• _DATA TO EXAMINE_:
Content starts

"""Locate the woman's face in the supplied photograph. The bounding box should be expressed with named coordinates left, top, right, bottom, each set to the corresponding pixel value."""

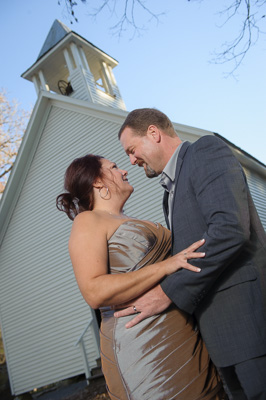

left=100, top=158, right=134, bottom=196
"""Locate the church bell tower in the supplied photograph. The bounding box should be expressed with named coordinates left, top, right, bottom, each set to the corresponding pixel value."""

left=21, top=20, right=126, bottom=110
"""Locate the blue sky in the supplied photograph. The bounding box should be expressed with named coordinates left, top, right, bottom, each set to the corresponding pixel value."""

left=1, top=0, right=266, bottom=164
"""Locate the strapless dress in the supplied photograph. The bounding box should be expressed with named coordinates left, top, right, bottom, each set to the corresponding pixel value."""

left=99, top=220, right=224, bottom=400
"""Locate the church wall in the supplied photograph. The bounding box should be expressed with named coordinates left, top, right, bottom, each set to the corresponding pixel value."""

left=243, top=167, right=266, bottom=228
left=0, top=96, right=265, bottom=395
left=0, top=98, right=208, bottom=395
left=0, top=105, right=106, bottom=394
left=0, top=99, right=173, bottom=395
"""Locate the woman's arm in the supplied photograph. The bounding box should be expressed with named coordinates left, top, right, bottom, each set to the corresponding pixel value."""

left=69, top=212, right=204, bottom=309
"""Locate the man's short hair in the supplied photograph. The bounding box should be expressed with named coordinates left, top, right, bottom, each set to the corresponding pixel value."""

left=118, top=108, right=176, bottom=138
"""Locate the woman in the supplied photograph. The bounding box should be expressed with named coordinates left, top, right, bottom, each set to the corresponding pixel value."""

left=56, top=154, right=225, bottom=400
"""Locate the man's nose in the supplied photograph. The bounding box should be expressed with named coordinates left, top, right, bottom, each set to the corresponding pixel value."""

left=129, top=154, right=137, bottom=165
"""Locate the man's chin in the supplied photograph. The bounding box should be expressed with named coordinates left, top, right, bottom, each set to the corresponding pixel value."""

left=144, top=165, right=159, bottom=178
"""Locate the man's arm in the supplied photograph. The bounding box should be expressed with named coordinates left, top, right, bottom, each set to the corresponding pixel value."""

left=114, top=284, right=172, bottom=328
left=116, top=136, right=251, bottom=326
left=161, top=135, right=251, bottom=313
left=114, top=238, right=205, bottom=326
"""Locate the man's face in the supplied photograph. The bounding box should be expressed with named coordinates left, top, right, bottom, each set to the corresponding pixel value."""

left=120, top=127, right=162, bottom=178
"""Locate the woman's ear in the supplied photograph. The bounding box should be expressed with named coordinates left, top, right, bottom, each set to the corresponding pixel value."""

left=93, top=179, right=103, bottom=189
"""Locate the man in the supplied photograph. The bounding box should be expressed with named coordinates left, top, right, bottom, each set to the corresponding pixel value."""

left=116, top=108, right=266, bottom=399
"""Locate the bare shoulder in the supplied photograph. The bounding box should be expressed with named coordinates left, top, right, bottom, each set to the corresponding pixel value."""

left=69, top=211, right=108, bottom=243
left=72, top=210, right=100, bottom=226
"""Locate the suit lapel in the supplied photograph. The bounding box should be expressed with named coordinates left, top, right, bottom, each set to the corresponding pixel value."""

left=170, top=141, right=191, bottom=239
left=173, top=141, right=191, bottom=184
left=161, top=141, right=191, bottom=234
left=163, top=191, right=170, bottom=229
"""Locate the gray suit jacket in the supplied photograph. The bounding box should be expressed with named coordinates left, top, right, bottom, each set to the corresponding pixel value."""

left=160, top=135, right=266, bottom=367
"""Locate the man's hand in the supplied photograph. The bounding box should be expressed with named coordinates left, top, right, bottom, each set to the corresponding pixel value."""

Content ends

Transcribe each entry precisely as given, leaving the pictures out.

• _WRITTEN SOLUTION_:
"""Locate the woman's face in the supplied photograph. The bounding box should be expressed with named coordinates left, top, right, bottom, each set to the corresponding pixel value."""


left=100, top=158, right=134, bottom=196
"""Locate the church bell tower in the supplied photograph. The bounding box should be expressed with named coordinates left, top, right, bottom, each set to the corresponding pixel value."""

left=21, top=20, right=126, bottom=110
"""Locate the blue sky in the supplied photograph. The bounding box should be expressed with named coordinates left, top, right, bottom, each set to the corresponding pixel value."""

left=1, top=0, right=266, bottom=164
"""Locate the strapless dress in the supplied photograph. The bounding box should be expressed with named coordinates left, top, right, bottom, each set to the corresponding pixel value."""

left=99, top=220, right=224, bottom=400
"""Locate the church wall in the supplied photograph. The bounding box should be expressed with named coordinates left, top, right, bottom, each set to the corresponding pixel value."""

left=243, top=167, right=266, bottom=228
left=0, top=96, right=265, bottom=395
left=0, top=98, right=208, bottom=395
left=0, top=105, right=106, bottom=394
left=0, top=99, right=173, bottom=395
"""Locate the woman's arm in the supplied photograph. The bounding box should be expressed with named coordinates left, top, right, bottom, each set to the corresponding pixel value."""

left=69, top=212, right=204, bottom=309
"""Locate the man's short hair in the supplied photograph. The bounding box should be expressed with named coordinates left, top, right, bottom, each set to the corresponding pixel value."""

left=118, top=108, right=176, bottom=138
"""Locate the woman in the supplied photograph. The bounding box should be expressed with named coordinates left, top, right, bottom, each set to the corresponding pixel value."""

left=56, top=154, right=225, bottom=400
"""Locate the man's nose in the supplied photograph. The bounding box should be expressed with named coordinates left, top, right, bottom, each set to the corresponding pixel value."""

left=129, top=154, right=137, bottom=165
"""Locate the man's chin in the supplied photograph. The bounding box should be expressed with named coordinates left, top, right, bottom, each set to the corresponding pixel value."""

left=144, top=165, right=159, bottom=178
"""Locate the man's arm in the supplied photograph. The bounding box should be expressed with named coordinates left, top, right, bottom, each set to the corresponding pixel value."""

left=114, top=284, right=172, bottom=328
left=116, top=136, right=251, bottom=326
left=161, top=135, right=251, bottom=313
left=114, top=238, right=205, bottom=326
"""Locate the man's face in the supplied photograph. The bounding box should be expressed with named coordinates left, top, right, bottom, each set to the corresponding pixel value."""

left=120, top=127, right=162, bottom=178
"""Locate the woman's ear in the supplied photograph. The bounding box should be expressed with named coordinates left, top, right, bottom, each set to the corresponding pixel value."""

left=93, top=179, right=103, bottom=189
"""Locate the man in the supplied photograph. The bounding box should be expressed with named coordinates left, top, right, bottom, each set to the corresponding pixel value."""

left=116, top=108, right=266, bottom=399
"""Locate the bare shoulder in the supplied photograph. The bounding box should be expressed with named coordinates left, top, right, bottom, each set to the corresponding pixel value."""

left=69, top=211, right=108, bottom=243
left=72, top=210, right=100, bottom=226
"""Locate the suit lapel in the supplied photograph. The bounding box should be expressed with named coordinates left, top, right, bottom, each set to the corresponding pixel value."""

left=170, top=141, right=191, bottom=239
left=173, top=141, right=191, bottom=184
left=161, top=141, right=191, bottom=234
left=163, top=191, right=170, bottom=229
"""Locate the gray suit jacket in the supplied photograph. The bounding box should be expressed with named coordinates left, top, right, bottom, each set to the corresponding pixel value."""

left=160, top=135, right=266, bottom=367
"""Locate the man's hand in the supplied photograph. The bounding box should be expressed with named coordinates left, top, right, bottom, each set to the corresponding pixel value."""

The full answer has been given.